* GIVEN REQUEST
Turn the lines of the material, from the line containing "According to the upstream classifier, the ground cinnamon" through the end of the material, into a numbered list, omitting any blank lines.

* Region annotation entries

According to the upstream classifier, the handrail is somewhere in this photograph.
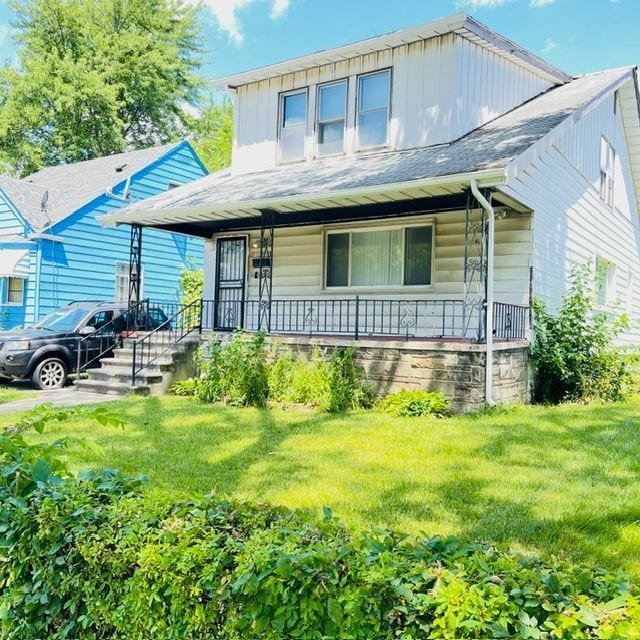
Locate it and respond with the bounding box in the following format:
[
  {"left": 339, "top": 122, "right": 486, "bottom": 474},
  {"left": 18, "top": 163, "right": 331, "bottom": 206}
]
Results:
[
  {"left": 76, "top": 299, "right": 149, "bottom": 377},
  {"left": 131, "top": 300, "right": 202, "bottom": 387}
]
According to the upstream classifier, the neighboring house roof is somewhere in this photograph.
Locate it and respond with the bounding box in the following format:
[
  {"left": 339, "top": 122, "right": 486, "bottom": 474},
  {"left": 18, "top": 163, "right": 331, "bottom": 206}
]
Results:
[
  {"left": 103, "top": 67, "right": 633, "bottom": 224},
  {"left": 0, "top": 142, "right": 183, "bottom": 230},
  {"left": 213, "top": 13, "right": 571, "bottom": 89}
]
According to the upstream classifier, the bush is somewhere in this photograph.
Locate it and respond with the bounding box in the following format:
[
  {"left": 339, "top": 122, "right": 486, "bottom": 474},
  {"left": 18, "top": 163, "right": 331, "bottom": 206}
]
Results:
[
  {"left": 532, "top": 268, "right": 632, "bottom": 403},
  {"left": 0, "top": 472, "right": 640, "bottom": 640},
  {"left": 196, "top": 332, "right": 269, "bottom": 407},
  {"left": 378, "top": 389, "right": 449, "bottom": 418}
]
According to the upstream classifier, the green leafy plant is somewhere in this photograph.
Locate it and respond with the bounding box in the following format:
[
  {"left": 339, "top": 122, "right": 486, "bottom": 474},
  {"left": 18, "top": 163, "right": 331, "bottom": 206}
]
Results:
[
  {"left": 378, "top": 389, "right": 449, "bottom": 418},
  {"left": 0, "top": 472, "right": 640, "bottom": 640},
  {"left": 531, "top": 267, "right": 632, "bottom": 403}
]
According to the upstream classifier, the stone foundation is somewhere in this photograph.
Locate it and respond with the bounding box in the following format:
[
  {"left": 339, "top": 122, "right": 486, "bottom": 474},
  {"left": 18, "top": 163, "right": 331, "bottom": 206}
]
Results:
[{"left": 262, "top": 336, "right": 530, "bottom": 413}]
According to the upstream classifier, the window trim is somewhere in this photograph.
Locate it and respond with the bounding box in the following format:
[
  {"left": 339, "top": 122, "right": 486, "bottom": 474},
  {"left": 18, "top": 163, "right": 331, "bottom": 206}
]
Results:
[
  {"left": 354, "top": 67, "right": 393, "bottom": 152},
  {"left": 598, "top": 136, "right": 617, "bottom": 207},
  {"left": 278, "top": 86, "right": 309, "bottom": 165},
  {"left": 322, "top": 218, "right": 436, "bottom": 293},
  {"left": 313, "top": 77, "right": 349, "bottom": 158},
  {"left": 113, "top": 260, "right": 144, "bottom": 302},
  {"left": 2, "top": 276, "right": 27, "bottom": 307}
]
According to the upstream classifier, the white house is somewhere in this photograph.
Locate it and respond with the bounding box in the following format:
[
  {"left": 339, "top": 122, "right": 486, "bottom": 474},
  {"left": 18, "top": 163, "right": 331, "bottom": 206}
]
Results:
[{"left": 103, "top": 15, "right": 640, "bottom": 408}]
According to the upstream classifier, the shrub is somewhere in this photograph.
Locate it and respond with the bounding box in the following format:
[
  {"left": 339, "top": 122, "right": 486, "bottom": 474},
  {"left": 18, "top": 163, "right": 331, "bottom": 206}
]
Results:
[
  {"left": 196, "top": 331, "right": 269, "bottom": 407},
  {"left": 0, "top": 472, "right": 640, "bottom": 640},
  {"left": 378, "top": 389, "right": 449, "bottom": 418},
  {"left": 532, "top": 268, "right": 632, "bottom": 403}
]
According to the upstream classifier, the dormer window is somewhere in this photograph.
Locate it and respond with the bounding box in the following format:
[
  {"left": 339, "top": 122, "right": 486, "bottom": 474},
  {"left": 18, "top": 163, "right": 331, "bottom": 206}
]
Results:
[
  {"left": 317, "top": 80, "right": 347, "bottom": 156},
  {"left": 280, "top": 89, "right": 307, "bottom": 162},
  {"left": 356, "top": 69, "right": 391, "bottom": 150}
]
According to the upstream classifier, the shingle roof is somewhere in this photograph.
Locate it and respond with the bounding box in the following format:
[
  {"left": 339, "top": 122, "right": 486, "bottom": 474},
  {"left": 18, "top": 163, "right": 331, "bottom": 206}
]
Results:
[
  {"left": 118, "top": 68, "right": 630, "bottom": 221},
  {"left": 0, "top": 143, "right": 178, "bottom": 230}
]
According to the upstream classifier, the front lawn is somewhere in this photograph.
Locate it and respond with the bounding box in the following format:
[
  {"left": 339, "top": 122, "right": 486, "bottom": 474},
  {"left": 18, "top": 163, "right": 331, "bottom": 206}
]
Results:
[{"left": 11, "top": 397, "right": 640, "bottom": 577}]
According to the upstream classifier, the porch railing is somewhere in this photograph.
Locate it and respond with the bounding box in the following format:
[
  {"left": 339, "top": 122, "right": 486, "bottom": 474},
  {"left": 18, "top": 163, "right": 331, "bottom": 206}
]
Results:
[{"left": 202, "top": 296, "right": 529, "bottom": 341}]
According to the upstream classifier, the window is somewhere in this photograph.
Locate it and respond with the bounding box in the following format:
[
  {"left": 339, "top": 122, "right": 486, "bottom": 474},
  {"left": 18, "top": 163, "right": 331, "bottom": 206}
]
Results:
[
  {"left": 280, "top": 89, "right": 307, "bottom": 162},
  {"left": 596, "top": 257, "right": 616, "bottom": 306},
  {"left": 317, "top": 80, "right": 347, "bottom": 156},
  {"left": 325, "top": 226, "right": 433, "bottom": 287},
  {"left": 115, "top": 262, "right": 144, "bottom": 302},
  {"left": 600, "top": 137, "right": 616, "bottom": 207},
  {"left": 7, "top": 278, "right": 24, "bottom": 305},
  {"left": 356, "top": 69, "right": 391, "bottom": 149}
]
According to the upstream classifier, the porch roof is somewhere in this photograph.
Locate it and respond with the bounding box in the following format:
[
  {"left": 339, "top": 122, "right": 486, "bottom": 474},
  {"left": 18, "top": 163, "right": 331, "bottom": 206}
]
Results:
[{"left": 101, "top": 68, "right": 632, "bottom": 237}]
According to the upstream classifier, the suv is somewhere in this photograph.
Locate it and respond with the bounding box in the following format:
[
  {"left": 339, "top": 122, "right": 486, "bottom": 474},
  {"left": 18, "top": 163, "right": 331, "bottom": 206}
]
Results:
[{"left": 0, "top": 302, "right": 170, "bottom": 389}]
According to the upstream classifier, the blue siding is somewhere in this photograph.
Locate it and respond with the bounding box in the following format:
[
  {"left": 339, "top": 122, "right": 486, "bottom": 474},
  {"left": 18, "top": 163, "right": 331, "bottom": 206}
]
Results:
[{"left": 14, "top": 143, "right": 206, "bottom": 323}]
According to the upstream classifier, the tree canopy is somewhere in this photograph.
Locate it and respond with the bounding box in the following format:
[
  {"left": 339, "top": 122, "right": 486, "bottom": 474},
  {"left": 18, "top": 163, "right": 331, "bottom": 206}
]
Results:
[{"left": 0, "top": 0, "right": 203, "bottom": 175}]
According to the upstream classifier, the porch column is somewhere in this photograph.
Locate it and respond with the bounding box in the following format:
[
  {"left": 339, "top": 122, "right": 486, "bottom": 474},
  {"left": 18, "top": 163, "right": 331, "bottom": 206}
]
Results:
[
  {"left": 258, "top": 209, "right": 275, "bottom": 332},
  {"left": 129, "top": 224, "right": 142, "bottom": 306}
]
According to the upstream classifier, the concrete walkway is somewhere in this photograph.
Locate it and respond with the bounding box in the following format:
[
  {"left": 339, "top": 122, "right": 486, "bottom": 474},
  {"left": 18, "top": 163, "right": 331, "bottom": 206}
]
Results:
[{"left": 0, "top": 387, "right": 122, "bottom": 414}]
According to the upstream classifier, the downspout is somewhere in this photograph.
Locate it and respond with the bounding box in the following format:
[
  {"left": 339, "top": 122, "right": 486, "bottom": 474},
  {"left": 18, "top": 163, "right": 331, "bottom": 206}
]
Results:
[{"left": 471, "top": 180, "right": 496, "bottom": 406}]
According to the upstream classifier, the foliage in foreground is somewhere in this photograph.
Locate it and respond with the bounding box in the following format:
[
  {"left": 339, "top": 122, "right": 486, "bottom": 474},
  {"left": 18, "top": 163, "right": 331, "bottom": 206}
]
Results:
[
  {"left": 178, "top": 332, "right": 370, "bottom": 413},
  {"left": 0, "top": 407, "right": 640, "bottom": 640},
  {"left": 378, "top": 389, "right": 449, "bottom": 418},
  {"left": 531, "top": 268, "right": 632, "bottom": 403},
  {"left": 0, "top": 472, "right": 640, "bottom": 640}
]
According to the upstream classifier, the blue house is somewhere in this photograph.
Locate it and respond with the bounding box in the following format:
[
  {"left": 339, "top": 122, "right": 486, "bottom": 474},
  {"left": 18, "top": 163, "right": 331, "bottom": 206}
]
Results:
[{"left": 0, "top": 141, "right": 207, "bottom": 328}]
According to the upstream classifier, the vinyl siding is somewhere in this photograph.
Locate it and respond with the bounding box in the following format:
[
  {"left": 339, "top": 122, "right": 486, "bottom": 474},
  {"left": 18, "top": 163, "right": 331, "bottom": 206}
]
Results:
[
  {"left": 507, "top": 89, "right": 640, "bottom": 342},
  {"left": 30, "top": 145, "right": 206, "bottom": 319},
  {"left": 232, "top": 34, "right": 551, "bottom": 173}
]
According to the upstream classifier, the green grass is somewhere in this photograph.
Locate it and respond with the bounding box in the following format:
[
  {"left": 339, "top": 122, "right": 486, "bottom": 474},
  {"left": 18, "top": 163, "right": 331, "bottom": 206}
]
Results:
[
  {"left": 0, "top": 384, "right": 36, "bottom": 404},
  {"left": 10, "top": 397, "right": 640, "bottom": 577}
]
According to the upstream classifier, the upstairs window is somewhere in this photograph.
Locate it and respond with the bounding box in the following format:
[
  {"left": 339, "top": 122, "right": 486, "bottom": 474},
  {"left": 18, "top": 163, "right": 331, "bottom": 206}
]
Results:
[
  {"left": 280, "top": 89, "right": 307, "bottom": 162},
  {"left": 600, "top": 137, "right": 616, "bottom": 207},
  {"left": 326, "top": 226, "right": 433, "bottom": 287},
  {"left": 7, "top": 278, "right": 24, "bottom": 305},
  {"left": 317, "top": 80, "right": 347, "bottom": 156},
  {"left": 356, "top": 69, "right": 391, "bottom": 149}
]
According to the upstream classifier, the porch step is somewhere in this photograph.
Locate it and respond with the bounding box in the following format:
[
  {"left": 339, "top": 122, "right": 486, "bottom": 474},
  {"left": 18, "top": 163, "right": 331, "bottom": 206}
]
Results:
[{"left": 76, "top": 334, "right": 200, "bottom": 395}]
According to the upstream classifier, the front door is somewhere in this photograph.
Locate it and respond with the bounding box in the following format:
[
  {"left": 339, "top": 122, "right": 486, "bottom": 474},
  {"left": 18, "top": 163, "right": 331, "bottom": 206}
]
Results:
[{"left": 213, "top": 237, "right": 247, "bottom": 331}]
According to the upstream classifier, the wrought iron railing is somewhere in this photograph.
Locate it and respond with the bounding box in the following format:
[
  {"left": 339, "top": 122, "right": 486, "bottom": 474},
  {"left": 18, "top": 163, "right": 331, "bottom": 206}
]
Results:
[
  {"left": 202, "top": 296, "right": 528, "bottom": 341},
  {"left": 131, "top": 300, "right": 203, "bottom": 387},
  {"left": 71, "top": 300, "right": 149, "bottom": 377}
]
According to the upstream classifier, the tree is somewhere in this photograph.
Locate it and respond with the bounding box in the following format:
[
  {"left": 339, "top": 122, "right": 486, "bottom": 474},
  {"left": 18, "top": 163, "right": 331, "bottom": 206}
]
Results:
[
  {"left": 191, "top": 100, "right": 233, "bottom": 171},
  {"left": 0, "top": 0, "right": 202, "bottom": 175}
]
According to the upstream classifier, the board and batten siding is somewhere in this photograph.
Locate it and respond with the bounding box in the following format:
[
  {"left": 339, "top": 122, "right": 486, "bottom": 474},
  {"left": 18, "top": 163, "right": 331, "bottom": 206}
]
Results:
[
  {"left": 232, "top": 33, "right": 551, "bottom": 173},
  {"left": 30, "top": 145, "right": 206, "bottom": 319},
  {"left": 204, "top": 212, "right": 531, "bottom": 304},
  {"left": 505, "top": 92, "right": 640, "bottom": 343}
]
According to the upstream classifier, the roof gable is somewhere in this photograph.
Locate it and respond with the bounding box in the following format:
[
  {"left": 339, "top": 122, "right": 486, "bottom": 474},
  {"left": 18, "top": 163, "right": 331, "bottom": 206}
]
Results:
[{"left": 0, "top": 141, "right": 206, "bottom": 230}]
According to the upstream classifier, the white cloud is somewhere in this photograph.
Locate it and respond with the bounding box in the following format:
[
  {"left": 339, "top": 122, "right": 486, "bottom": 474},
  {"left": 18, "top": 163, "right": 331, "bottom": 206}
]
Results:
[{"left": 196, "top": 0, "right": 291, "bottom": 44}]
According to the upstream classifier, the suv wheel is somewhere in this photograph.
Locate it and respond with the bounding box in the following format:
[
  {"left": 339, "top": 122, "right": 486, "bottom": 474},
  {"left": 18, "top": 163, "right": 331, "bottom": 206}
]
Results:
[{"left": 31, "top": 358, "right": 67, "bottom": 390}]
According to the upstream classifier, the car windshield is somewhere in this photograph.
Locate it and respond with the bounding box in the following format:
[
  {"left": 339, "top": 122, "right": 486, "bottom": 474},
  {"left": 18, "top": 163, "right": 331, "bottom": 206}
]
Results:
[{"left": 33, "top": 309, "right": 87, "bottom": 331}]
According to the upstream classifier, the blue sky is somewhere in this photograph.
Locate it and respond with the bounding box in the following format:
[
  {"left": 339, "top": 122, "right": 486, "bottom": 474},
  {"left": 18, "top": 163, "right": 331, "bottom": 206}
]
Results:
[{"left": 0, "top": 0, "right": 640, "bottom": 77}]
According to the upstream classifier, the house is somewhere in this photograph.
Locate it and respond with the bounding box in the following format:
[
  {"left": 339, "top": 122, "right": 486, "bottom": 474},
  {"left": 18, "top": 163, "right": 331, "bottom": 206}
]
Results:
[
  {"left": 103, "top": 15, "right": 640, "bottom": 409},
  {"left": 0, "top": 141, "right": 207, "bottom": 328}
]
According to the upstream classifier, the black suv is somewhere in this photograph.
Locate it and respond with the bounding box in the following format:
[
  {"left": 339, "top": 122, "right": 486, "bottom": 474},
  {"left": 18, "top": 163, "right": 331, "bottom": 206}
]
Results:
[{"left": 0, "top": 302, "right": 169, "bottom": 389}]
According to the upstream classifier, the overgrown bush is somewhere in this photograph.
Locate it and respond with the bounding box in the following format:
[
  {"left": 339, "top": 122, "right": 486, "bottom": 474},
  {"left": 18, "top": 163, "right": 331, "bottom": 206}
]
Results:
[
  {"left": 532, "top": 268, "right": 632, "bottom": 403},
  {"left": 178, "top": 332, "right": 371, "bottom": 412},
  {"left": 0, "top": 472, "right": 640, "bottom": 640},
  {"left": 378, "top": 389, "right": 449, "bottom": 418},
  {"left": 195, "top": 332, "right": 269, "bottom": 407}
]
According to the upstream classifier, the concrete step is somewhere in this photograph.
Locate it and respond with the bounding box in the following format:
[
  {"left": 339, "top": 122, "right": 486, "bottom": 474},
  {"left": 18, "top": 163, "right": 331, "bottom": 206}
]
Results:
[
  {"left": 75, "top": 378, "right": 150, "bottom": 396},
  {"left": 88, "top": 366, "right": 163, "bottom": 385}
]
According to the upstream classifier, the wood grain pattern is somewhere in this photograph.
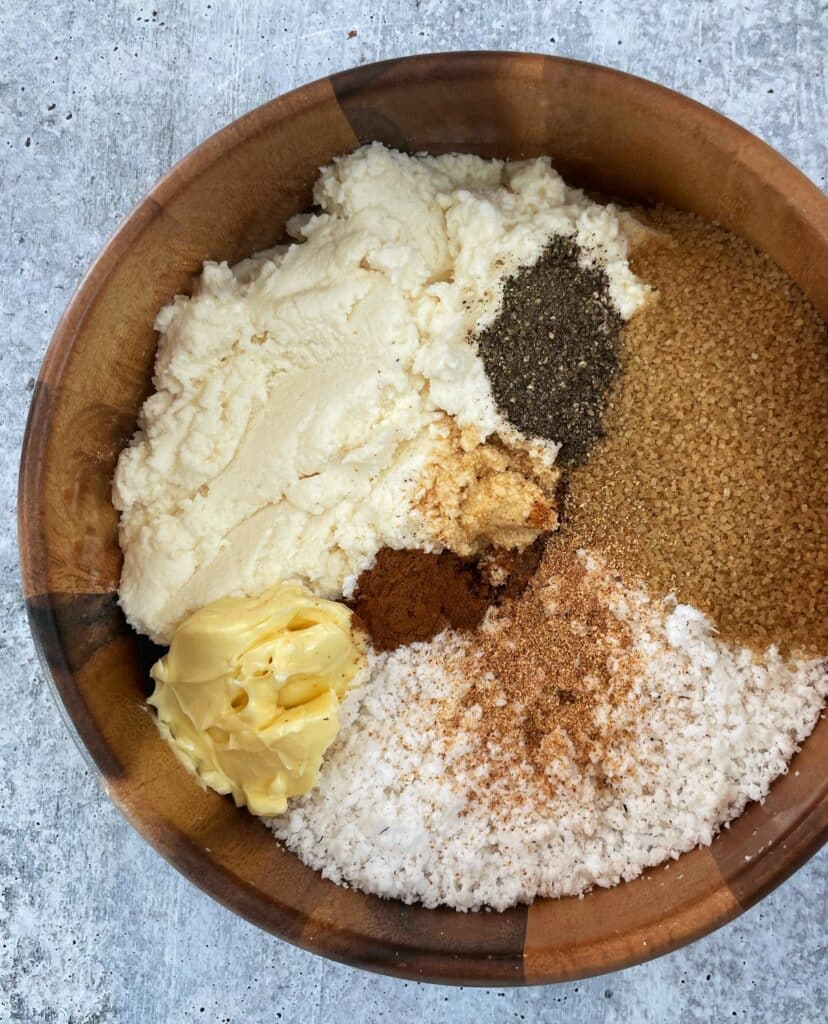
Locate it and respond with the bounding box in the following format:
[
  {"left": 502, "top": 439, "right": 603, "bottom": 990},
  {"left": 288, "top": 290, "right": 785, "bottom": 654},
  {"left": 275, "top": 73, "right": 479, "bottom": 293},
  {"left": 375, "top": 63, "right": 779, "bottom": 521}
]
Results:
[{"left": 19, "top": 53, "right": 828, "bottom": 984}]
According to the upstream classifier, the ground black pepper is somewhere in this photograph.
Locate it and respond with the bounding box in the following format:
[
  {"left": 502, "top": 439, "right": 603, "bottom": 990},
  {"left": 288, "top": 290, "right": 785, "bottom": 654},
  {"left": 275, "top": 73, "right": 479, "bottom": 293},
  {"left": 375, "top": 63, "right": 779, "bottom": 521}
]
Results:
[{"left": 477, "top": 236, "right": 623, "bottom": 466}]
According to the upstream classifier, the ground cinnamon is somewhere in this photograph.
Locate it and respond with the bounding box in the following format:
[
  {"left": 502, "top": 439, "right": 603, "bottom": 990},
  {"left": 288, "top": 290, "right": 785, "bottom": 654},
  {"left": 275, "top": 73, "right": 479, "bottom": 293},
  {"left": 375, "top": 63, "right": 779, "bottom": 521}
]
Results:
[{"left": 351, "top": 542, "right": 542, "bottom": 651}]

* RESPONSE TO THE EXERCISE
1. According to the upstream classifier, the ground cinnamon is somewhere in this photograph.
2. Locate it and respond with the bounding box in the following format:
3. [
4.   {"left": 502, "top": 439, "right": 603, "bottom": 990},
5.   {"left": 288, "top": 290, "right": 785, "bottom": 654},
6.   {"left": 275, "top": 73, "right": 479, "bottom": 293},
7.   {"left": 375, "top": 63, "right": 779, "bottom": 521}
8. ]
9. Results:
10. [{"left": 351, "top": 542, "right": 542, "bottom": 651}]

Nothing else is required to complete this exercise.